## What to work on:
Pick out and copy every line of the listing below that contains the string "fluffy". Case matters.

- - -

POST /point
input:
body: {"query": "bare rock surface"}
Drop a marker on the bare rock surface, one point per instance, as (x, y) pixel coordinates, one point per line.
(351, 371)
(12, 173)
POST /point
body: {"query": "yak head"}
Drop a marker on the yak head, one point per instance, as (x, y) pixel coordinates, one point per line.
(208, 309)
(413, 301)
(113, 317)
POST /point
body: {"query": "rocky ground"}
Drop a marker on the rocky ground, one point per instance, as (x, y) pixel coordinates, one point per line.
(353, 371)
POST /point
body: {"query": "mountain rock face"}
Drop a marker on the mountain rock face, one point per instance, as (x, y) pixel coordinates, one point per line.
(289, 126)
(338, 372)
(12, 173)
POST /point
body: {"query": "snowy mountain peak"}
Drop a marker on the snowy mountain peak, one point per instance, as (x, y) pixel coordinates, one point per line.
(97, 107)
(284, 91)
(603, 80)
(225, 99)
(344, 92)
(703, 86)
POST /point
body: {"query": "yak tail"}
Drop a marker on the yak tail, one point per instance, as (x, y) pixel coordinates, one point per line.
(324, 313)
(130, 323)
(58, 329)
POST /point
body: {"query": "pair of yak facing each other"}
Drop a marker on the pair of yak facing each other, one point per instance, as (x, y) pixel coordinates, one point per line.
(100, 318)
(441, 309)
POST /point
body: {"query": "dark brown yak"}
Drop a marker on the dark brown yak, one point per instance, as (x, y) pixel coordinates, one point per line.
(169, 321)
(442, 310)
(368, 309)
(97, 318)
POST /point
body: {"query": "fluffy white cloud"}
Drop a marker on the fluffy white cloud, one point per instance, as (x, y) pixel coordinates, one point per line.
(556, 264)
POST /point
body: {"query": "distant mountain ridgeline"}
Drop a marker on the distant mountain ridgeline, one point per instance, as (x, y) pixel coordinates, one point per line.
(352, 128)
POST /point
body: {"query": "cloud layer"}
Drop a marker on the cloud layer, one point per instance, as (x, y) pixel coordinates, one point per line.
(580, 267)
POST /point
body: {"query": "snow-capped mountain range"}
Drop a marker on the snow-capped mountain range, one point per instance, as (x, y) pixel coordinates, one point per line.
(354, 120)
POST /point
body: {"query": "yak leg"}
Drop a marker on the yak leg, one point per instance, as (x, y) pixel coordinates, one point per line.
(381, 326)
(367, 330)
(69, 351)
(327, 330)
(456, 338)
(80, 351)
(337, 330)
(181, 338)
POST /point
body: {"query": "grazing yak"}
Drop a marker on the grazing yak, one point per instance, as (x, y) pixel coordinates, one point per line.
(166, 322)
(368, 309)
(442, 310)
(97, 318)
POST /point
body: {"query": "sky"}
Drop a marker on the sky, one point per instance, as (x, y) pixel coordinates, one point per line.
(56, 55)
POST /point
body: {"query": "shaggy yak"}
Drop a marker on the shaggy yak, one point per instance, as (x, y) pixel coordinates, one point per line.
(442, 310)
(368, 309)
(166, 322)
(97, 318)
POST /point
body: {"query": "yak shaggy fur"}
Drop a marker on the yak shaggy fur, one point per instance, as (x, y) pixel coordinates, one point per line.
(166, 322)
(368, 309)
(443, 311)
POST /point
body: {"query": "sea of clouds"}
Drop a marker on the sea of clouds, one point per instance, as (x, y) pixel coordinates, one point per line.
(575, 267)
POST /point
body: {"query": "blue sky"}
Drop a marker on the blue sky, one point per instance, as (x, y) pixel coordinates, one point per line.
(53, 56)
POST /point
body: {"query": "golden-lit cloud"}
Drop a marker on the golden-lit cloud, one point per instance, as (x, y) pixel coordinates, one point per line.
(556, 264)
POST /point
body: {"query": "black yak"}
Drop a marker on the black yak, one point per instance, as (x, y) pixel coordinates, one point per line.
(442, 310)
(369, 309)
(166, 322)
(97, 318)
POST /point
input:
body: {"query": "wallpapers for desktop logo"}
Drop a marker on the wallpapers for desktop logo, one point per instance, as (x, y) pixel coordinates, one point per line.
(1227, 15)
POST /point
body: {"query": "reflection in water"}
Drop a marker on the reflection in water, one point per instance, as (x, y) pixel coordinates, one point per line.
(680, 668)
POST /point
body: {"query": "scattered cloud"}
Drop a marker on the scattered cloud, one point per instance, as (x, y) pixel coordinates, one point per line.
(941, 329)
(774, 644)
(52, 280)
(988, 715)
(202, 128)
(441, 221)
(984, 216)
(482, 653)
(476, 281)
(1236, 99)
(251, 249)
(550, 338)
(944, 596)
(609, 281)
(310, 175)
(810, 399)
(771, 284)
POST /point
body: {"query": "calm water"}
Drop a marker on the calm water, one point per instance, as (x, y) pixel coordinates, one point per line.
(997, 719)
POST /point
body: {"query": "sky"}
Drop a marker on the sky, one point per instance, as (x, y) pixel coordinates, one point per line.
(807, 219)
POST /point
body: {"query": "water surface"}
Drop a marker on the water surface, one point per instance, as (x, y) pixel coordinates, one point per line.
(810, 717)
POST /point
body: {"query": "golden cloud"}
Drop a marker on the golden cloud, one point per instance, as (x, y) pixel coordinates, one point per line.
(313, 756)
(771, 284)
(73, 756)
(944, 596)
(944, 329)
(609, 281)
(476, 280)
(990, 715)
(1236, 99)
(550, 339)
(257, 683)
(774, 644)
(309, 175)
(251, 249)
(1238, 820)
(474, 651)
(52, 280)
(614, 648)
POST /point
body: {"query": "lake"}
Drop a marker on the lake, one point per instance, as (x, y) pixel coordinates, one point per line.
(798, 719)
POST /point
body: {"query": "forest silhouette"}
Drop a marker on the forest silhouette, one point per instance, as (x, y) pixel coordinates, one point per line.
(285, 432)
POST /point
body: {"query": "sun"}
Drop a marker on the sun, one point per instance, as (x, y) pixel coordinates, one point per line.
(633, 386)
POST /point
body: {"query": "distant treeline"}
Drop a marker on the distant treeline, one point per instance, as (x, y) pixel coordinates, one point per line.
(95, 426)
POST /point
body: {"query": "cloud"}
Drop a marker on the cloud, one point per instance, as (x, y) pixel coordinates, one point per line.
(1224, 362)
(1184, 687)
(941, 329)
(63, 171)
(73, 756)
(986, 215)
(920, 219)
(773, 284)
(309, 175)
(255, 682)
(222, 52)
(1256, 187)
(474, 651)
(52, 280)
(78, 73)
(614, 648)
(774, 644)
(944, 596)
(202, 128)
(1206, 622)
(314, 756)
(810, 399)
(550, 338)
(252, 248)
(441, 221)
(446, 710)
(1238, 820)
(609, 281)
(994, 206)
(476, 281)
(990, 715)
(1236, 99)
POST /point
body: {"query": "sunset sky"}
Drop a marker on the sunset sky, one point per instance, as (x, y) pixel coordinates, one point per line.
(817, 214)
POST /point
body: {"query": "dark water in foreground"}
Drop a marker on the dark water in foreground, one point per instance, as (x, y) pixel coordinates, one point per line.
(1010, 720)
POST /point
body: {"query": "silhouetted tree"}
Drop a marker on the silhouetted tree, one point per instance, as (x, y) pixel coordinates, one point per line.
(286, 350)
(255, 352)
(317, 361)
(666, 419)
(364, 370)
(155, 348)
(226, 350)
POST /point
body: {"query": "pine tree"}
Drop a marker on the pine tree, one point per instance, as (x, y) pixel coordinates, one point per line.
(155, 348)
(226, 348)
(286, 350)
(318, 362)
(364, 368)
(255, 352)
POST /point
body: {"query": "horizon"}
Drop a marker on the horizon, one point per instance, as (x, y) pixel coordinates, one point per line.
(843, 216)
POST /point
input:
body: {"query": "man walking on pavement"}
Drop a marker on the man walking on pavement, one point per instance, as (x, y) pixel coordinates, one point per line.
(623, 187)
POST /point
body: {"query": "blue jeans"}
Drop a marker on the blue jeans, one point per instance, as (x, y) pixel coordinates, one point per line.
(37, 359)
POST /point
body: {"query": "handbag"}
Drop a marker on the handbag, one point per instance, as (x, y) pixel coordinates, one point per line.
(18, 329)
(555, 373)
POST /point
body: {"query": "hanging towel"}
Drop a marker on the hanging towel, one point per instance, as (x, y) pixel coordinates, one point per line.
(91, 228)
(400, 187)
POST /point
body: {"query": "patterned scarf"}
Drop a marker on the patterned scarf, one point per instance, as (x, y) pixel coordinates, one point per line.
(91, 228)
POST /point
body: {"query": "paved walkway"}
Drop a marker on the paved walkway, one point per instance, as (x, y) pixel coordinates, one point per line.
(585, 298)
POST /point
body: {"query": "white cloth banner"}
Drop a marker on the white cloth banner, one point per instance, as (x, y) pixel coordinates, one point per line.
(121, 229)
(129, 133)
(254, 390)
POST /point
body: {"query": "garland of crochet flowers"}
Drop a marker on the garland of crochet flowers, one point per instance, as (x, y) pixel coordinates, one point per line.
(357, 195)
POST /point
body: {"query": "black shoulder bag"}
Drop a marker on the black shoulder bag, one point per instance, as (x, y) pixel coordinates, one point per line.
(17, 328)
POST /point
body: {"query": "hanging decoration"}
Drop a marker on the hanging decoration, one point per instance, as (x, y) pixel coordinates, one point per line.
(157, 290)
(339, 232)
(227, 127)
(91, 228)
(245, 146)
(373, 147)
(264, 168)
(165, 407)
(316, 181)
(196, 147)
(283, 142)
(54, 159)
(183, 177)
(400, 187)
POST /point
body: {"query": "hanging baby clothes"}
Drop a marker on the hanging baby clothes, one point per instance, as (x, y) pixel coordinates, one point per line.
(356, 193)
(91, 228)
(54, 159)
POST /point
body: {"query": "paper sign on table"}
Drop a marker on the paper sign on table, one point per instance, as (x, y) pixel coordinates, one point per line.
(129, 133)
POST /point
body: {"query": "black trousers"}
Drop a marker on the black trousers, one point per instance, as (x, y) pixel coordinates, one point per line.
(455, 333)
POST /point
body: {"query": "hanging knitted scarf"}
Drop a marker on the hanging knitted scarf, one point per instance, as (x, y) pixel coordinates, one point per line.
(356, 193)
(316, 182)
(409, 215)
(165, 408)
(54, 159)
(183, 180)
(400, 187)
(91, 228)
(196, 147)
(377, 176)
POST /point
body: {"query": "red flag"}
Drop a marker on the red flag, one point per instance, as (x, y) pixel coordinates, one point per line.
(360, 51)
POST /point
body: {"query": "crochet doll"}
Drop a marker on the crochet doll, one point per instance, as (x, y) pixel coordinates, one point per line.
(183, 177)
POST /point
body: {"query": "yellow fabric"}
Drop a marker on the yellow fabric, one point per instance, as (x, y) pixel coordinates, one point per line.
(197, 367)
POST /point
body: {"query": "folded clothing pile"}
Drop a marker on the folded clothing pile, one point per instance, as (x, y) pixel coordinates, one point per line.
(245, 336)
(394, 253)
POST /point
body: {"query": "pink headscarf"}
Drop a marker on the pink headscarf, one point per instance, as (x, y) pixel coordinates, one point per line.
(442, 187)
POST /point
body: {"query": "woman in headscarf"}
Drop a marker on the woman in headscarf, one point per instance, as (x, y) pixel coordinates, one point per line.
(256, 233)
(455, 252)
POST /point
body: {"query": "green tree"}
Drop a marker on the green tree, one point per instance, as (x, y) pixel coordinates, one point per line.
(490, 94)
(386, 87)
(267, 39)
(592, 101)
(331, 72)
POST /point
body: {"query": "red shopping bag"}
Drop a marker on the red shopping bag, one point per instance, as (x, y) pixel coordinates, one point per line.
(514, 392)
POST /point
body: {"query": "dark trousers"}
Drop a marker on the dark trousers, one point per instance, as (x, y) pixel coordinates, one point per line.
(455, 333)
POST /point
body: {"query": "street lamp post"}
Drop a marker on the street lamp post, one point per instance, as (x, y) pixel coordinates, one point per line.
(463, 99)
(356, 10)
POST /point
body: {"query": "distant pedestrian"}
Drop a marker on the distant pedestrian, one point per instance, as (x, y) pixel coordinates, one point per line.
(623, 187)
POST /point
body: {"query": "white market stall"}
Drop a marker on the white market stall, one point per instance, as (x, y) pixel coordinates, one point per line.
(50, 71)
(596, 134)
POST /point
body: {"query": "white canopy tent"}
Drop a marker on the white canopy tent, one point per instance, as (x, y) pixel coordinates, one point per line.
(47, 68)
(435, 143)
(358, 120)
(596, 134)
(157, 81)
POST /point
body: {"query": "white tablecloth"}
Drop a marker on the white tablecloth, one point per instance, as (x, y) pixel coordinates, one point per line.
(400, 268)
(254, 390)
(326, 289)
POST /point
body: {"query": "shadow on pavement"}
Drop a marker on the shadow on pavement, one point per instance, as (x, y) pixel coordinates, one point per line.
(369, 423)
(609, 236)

- - -

## Result for this task:
body: {"query": "fluffy white cloud"}
Drop a marker on the fluffy white cloud, one point per instance, as (x, y) pixel coordinates, one point per line.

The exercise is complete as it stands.